What you should do: Switch "snowy forest background" to "snowy woodland background" in the rows running from the line with "of the dog's" up to and including the last line of the rows, leaving all else unchanged. Write out those lines again without the pictures.

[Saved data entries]
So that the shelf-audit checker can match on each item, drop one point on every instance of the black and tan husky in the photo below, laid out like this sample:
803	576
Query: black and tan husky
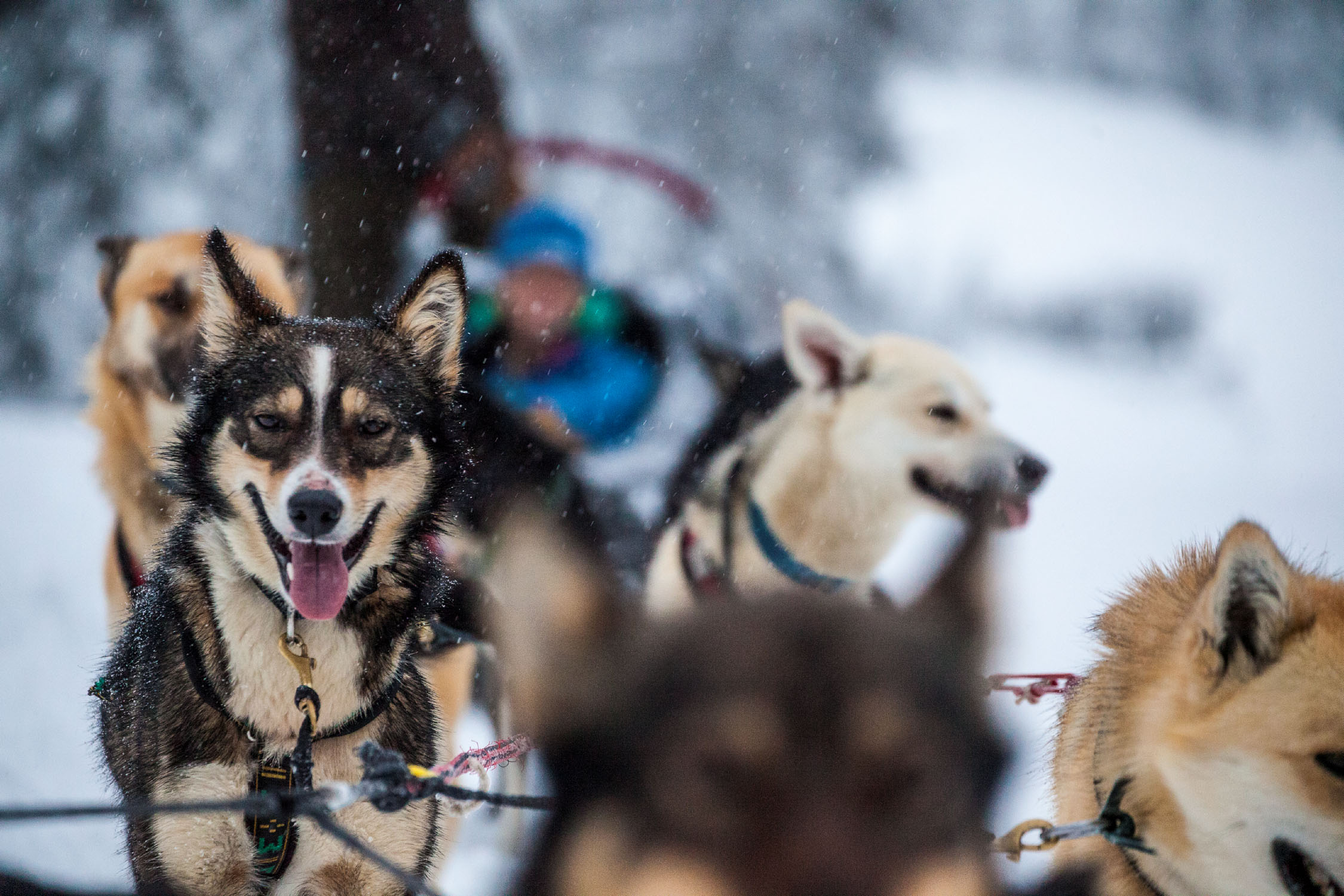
792	747
316	461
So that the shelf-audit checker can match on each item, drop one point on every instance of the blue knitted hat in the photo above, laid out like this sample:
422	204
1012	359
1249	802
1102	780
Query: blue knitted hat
541	233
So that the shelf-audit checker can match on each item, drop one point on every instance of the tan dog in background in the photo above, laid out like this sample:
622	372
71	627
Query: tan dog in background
137	374
1221	698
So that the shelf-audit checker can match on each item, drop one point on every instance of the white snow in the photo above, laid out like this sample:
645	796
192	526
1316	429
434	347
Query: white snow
1017	192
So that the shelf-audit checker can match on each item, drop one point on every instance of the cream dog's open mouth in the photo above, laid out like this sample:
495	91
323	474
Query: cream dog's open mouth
1014	511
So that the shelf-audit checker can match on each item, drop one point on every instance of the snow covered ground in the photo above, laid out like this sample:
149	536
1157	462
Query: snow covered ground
1015	194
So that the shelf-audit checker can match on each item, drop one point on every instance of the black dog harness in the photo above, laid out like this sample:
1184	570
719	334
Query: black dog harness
276	837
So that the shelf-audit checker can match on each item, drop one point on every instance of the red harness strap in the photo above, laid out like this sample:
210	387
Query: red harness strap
132	574
1034	687
707	581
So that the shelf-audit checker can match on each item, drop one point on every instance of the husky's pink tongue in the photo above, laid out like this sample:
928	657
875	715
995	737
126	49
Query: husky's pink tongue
1017	512
320	579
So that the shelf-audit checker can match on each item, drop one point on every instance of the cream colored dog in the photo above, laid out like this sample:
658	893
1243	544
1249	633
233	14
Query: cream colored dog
1221	698
816	493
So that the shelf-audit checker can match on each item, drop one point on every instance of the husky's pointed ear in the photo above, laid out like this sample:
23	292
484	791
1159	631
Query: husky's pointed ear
115	251
821	352
1248	609
431	314
233	305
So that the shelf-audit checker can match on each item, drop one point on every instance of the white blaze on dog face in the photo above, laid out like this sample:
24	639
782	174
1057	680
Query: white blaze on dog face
1246	734
327	440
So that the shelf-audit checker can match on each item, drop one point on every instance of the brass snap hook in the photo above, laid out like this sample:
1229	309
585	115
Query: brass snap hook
303	662
1015	841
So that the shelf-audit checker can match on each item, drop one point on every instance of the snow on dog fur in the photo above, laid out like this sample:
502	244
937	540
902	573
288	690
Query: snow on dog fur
316	461
139	374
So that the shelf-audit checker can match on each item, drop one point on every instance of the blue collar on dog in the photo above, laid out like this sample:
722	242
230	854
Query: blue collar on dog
780	557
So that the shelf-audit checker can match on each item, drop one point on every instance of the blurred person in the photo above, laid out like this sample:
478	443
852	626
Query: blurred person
391	93
579	360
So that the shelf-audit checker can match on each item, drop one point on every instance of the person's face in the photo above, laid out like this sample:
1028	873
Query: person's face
539	300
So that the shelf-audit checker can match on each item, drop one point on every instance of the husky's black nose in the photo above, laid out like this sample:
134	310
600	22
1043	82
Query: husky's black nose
315	512
1031	471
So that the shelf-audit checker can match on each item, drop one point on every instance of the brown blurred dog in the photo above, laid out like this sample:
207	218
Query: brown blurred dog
139	371
1221	696
785	747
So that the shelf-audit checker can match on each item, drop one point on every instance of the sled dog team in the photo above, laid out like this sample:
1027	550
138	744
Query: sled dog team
761	722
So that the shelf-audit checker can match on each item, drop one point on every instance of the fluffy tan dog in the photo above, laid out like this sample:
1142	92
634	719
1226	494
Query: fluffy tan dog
1221	698
139	371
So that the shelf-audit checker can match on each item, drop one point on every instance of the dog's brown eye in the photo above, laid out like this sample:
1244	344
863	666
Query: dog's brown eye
945	413
1331	762
174	301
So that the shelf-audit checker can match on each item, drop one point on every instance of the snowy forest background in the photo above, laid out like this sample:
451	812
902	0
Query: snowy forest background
1125	215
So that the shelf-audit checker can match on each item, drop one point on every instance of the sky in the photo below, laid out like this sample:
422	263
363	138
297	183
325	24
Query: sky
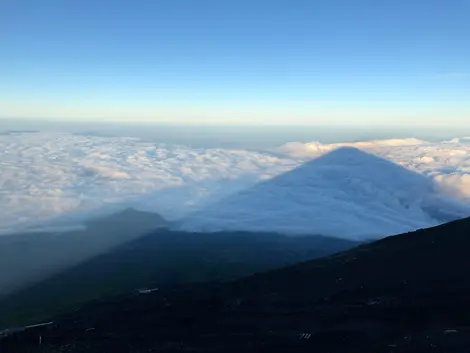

Written answer:
So that the shelf-audit checker can match on each item, drop one point on every instance of the dog's brown eye in the photo above, laid out like this sample:
1244	344
863	666
Query: dog's brown eye
945	413
1331	762
174	301
So that the shelf-audit checker can match on each item, drop one point on every instance of the snowy woodland background in the photo above, laid out like this sample:
451	812
902	0
Query: snowy woodland background
1125	215
So that the shelf-audit checker can match on each item, drop one point on every instance of the sky in the photo below, laid out like this sample:
422	263
363	138
297	183
325	24
Query: sky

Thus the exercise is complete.